§ **The problem**: Line by line, copy the records below exactly.

§ **Entries shown**:
[Start of Attachment]
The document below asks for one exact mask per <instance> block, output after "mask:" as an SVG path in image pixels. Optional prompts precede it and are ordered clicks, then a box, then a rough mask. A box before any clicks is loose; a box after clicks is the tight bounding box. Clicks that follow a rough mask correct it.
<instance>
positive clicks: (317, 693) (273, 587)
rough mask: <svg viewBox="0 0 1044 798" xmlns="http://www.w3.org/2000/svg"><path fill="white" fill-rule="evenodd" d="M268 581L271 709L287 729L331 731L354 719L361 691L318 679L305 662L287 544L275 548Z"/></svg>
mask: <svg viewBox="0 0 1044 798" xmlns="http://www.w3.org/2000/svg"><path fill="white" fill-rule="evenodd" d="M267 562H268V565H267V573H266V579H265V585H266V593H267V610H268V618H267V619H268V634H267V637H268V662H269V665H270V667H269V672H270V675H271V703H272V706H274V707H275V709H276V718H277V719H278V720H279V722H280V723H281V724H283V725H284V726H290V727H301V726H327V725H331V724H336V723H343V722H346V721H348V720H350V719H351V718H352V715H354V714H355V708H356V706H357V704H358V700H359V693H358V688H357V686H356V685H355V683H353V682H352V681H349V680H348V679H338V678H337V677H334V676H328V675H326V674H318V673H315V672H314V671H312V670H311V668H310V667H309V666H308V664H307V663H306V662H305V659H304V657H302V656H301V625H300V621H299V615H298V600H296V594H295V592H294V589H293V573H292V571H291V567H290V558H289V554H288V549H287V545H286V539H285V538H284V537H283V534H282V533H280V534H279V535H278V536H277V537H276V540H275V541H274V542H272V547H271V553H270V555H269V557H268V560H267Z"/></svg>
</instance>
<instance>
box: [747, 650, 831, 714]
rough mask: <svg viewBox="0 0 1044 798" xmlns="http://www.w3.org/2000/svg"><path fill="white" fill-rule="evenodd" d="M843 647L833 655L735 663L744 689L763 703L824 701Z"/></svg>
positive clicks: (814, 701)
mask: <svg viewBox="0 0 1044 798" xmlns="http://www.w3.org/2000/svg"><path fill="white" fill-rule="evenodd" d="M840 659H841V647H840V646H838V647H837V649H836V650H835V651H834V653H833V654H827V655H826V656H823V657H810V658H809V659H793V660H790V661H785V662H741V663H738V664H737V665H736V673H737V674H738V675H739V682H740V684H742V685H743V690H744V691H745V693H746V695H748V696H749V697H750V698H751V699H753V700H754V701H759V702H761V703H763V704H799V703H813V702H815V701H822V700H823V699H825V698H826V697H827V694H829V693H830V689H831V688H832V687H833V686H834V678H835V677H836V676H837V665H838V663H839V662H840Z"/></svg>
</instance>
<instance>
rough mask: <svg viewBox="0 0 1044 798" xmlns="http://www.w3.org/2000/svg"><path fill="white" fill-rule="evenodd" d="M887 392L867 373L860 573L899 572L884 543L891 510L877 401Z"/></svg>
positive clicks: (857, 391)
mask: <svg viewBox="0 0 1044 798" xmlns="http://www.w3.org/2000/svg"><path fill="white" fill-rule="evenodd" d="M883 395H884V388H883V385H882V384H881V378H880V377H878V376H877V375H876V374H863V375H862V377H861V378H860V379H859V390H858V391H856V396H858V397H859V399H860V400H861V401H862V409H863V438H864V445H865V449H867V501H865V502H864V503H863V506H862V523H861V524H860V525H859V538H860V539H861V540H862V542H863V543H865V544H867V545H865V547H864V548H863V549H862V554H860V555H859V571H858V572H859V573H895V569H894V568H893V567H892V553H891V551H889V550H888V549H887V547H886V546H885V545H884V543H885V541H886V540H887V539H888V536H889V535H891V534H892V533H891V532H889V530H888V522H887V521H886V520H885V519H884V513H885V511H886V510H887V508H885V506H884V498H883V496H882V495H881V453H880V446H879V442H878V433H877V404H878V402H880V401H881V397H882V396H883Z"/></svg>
[End of Attachment]
§ **Final answer**:
The document below asks for one exact mask per <instance> block, output after "mask:" as an SVG path in image pixels. Optional prompts precede it and are ordered clicks, then a box, then a rough mask. A box before any clicks is loose; a box after clicks is the tight bounding box. Clicks that follow a rough mask correct it.
<instance>
positive clicks: (317, 693) (273, 587)
rough mask: <svg viewBox="0 0 1044 798" xmlns="http://www.w3.org/2000/svg"><path fill="white" fill-rule="evenodd" d="M268 581L271 709L287 729L331 731L354 719L361 691L318 679L305 662L287 544L275 548Z"/></svg>
mask: <svg viewBox="0 0 1044 798" xmlns="http://www.w3.org/2000/svg"><path fill="white" fill-rule="evenodd" d="M267 562H268V565H267V573H266V579H265V585H266V593H267V610H268V618H267V619H268V634H267V637H268V662H269V665H270V667H269V672H270V675H271V703H272V706H274V707H275V709H276V718H277V719H278V720H279V722H280V723H281V724H283V725H284V726H290V727H301V726H327V725H331V724H336V723H343V722H346V721H348V720H350V719H351V718H352V715H354V714H355V708H356V706H357V704H358V700H359V693H358V688H357V686H356V685H355V683H353V682H352V681H349V680H348V679H338V678H337V677H334V676H328V675H326V674H318V673H315V672H314V671H312V670H311V668H310V667H309V666H308V664H307V663H306V662H305V659H304V657H302V656H301V625H300V621H299V615H298V600H296V594H295V592H294V589H293V573H292V571H291V567H290V558H289V554H288V549H287V545H286V539H285V538H284V537H283V534H282V533H280V534H279V535H278V536H277V537H276V540H275V541H274V542H272V547H271V553H270V555H269V557H268V560H267Z"/></svg>
</instance>
<instance>
box: [747, 650, 831, 714]
rough mask: <svg viewBox="0 0 1044 798" xmlns="http://www.w3.org/2000/svg"><path fill="white" fill-rule="evenodd" d="M843 647L833 655L735 663L744 689L763 703L824 701Z"/></svg>
positive clicks: (814, 701)
mask: <svg viewBox="0 0 1044 798" xmlns="http://www.w3.org/2000/svg"><path fill="white" fill-rule="evenodd" d="M840 659H841V647H840V646H838V647H837V649H836V650H835V651H834V653H833V654H827V655H826V656H823V657H810V658H809V659H793V660H790V661H785V662H741V663H738V664H737V665H736V673H737V674H738V675H739V682H740V684H742V685H743V690H744V691H745V693H746V695H748V696H749V697H750V698H751V699H753V700H754V701H759V702H761V703H763V704H799V703H813V702H815V701H822V700H823V699H825V698H826V697H827V694H829V693H830V689H831V688H832V687H833V686H834V678H835V677H836V676H837V665H838V663H839V662H840Z"/></svg>
</instance>
<instance>
rough mask: <svg viewBox="0 0 1044 798" xmlns="http://www.w3.org/2000/svg"><path fill="white" fill-rule="evenodd" d="M887 392L867 373L860 573L899 572L884 543L891 510L877 401Z"/></svg>
positive clicks: (857, 391)
mask: <svg viewBox="0 0 1044 798" xmlns="http://www.w3.org/2000/svg"><path fill="white" fill-rule="evenodd" d="M883 395H884V388H883V385H882V384H881V378H880V377H878V376H877V375H876V374H863V375H862V377H861V378H860V379H859V390H858V391H856V396H858V397H859V399H860V400H861V401H862V409H863V438H864V445H865V449H867V501H865V502H864V503H863V506H862V523H861V524H860V525H859V538H860V539H861V540H862V542H863V543H865V544H867V545H865V547H864V548H863V549H862V554H860V555H859V571H858V572H859V573H895V569H894V568H893V567H892V553H891V551H889V550H888V549H887V547H886V546H885V545H884V543H885V541H886V540H887V539H888V536H889V535H891V534H892V533H891V532H889V530H888V522H887V521H886V520H885V519H884V513H885V511H886V510H887V508H885V506H884V498H883V496H882V495H881V453H880V446H879V442H878V433H877V404H878V402H880V401H881V397H882V396H883Z"/></svg>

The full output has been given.